» **EXERCISE AIM**
Print all of the data exactly, but drop the pictures.

*** Begin section ***

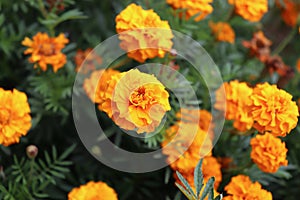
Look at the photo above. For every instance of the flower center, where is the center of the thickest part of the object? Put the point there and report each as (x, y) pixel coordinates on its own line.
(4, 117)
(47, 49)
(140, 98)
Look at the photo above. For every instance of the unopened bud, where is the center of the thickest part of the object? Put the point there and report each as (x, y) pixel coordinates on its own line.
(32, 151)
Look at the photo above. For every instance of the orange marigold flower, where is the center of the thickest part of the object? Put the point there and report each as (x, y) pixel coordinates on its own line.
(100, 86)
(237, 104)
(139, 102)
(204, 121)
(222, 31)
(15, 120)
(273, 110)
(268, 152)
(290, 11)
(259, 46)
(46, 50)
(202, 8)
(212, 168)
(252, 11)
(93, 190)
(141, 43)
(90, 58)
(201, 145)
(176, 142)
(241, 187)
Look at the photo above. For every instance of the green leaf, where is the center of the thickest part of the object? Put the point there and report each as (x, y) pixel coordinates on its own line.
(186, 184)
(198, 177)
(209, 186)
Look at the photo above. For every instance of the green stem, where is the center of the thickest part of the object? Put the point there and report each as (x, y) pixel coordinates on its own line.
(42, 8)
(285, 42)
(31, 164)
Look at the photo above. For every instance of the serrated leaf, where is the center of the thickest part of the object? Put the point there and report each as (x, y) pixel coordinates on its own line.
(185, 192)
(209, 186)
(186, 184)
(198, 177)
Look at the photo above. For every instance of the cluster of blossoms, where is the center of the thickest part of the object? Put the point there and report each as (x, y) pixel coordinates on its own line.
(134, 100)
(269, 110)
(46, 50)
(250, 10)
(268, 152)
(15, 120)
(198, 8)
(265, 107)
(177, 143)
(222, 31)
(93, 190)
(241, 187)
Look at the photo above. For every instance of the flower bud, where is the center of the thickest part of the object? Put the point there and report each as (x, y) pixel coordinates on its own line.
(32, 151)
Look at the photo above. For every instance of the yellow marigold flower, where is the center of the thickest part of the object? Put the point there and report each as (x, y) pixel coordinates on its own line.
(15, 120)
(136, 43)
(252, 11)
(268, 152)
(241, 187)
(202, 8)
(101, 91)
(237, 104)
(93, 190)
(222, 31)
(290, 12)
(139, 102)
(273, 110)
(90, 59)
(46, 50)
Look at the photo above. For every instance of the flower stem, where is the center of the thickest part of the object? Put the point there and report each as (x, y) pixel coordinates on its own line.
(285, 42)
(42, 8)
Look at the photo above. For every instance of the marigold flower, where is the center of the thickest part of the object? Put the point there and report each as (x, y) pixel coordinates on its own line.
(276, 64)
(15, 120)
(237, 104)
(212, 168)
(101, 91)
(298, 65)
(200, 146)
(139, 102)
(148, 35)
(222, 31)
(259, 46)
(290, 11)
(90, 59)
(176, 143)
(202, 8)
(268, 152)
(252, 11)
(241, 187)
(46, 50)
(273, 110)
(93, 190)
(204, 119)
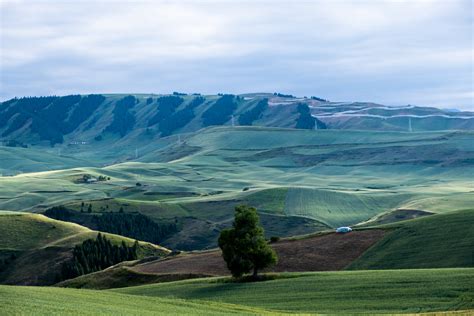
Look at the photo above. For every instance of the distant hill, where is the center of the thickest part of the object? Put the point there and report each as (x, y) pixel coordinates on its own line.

*** End section ***

» **YOUR SOLUTION**
Look at the photo above. For every instance of the flower center, where is the center of the thickest part of the object? Put the point there and report each as (x, y) pixel coordinates on its own line.
(4, 117)
(47, 49)
(140, 98)
Look at the photo above. For every instance of the unopened bud, where is the center of the thickest part of the object? Put the point there and report each as (x, y) pixel coordinates on its own line.
(32, 151)
Look at the photo above. For every instance of the orange marigold flower, where is the center of the thickest part of the object? Put the point there and report each as (x, y) pixel coordinates on its own line.
(100, 86)
(237, 104)
(139, 102)
(204, 121)
(222, 31)
(15, 120)
(273, 110)
(268, 152)
(290, 11)
(259, 46)
(46, 50)
(202, 8)
(212, 168)
(252, 11)
(93, 190)
(141, 43)
(90, 58)
(201, 145)
(176, 142)
(241, 187)
Look at the photo above. For every instance of the green leaf, where is the center of the thickest part of the object? Put the point there and report each as (x, y) pixel coordinates on its own line.
(186, 184)
(198, 177)
(209, 186)
Look at the photo above. For every instance of the green stem, where is the center of the thickest part of the object? Put the point there and report each as (x, y) pixel coordinates on its own line.
(42, 8)
(285, 42)
(31, 164)
Look at the photo above. For every instance of the serrated leaf, where is the center of the thickest part of the object? Put the point there and report each as (x, y) pixel coordinates on its own line.
(185, 192)
(209, 186)
(186, 184)
(198, 177)
Look at the photo above. For every instance of the cluster of blossoms, where is the center of the thickest part of the object? Put the point there and report each as (x, y) pixel coordinates on its own line.
(134, 100)
(269, 110)
(46, 50)
(250, 10)
(268, 152)
(15, 120)
(198, 8)
(265, 107)
(177, 143)
(222, 31)
(93, 190)
(241, 187)
Look at the photo above. For every instance of the flower bud, where is the center of the thickest part of the object? Put the point there and report each as (x, y) pixel coordinates on its own line.
(32, 151)
Look at the photo above. For every instance of the yellow marigold flower, where is the center of the thickest part of the object? Put the point there and report each as (x, y) pixel coordinates on its own line.
(15, 120)
(136, 43)
(252, 11)
(268, 152)
(241, 187)
(202, 8)
(101, 91)
(237, 104)
(93, 190)
(222, 31)
(290, 12)
(139, 102)
(273, 110)
(90, 59)
(46, 50)
Look at the photo above. For every instance of the flower stem, where is the center of the thickest part of the object? Put the point there and report each as (x, y) pixel coordinates on its own line.
(285, 42)
(42, 8)
Look at the photo above. For every instance of the marigold flower, where is the center of the thickest part of the object? Put the point there and report each as (x, y) pixel coordinates on its own line.
(276, 64)
(15, 120)
(237, 104)
(212, 168)
(101, 91)
(298, 65)
(200, 146)
(139, 102)
(148, 35)
(222, 31)
(259, 46)
(290, 11)
(90, 59)
(176, 143)
(202, 8)
(268, 152)
(252, 11)
(241, 187)
(46, 50)
(273, 110)
(93, 190)
(204, 119)
Look at the photo above. For every instance of the distant hill, where is the center of the thickest part of the object? Put the point there and report each as (x, y) pixel coordinates on its own line.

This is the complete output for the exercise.